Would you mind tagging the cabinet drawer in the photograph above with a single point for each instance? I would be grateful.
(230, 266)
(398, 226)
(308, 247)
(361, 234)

◆ WHAT IS ASKED:
Please rewrite the data above, replacing "cabinet drawer" with "dresser drawer" and leaving everything else unchanged.

◆ COMPLETE RESPONSE:
Would you mind tagging the dresser drawer in the photograph above with a single point for each instance? I would be grateful.
(230, 266)
(398, 226)
(308, 247)
(361, 234)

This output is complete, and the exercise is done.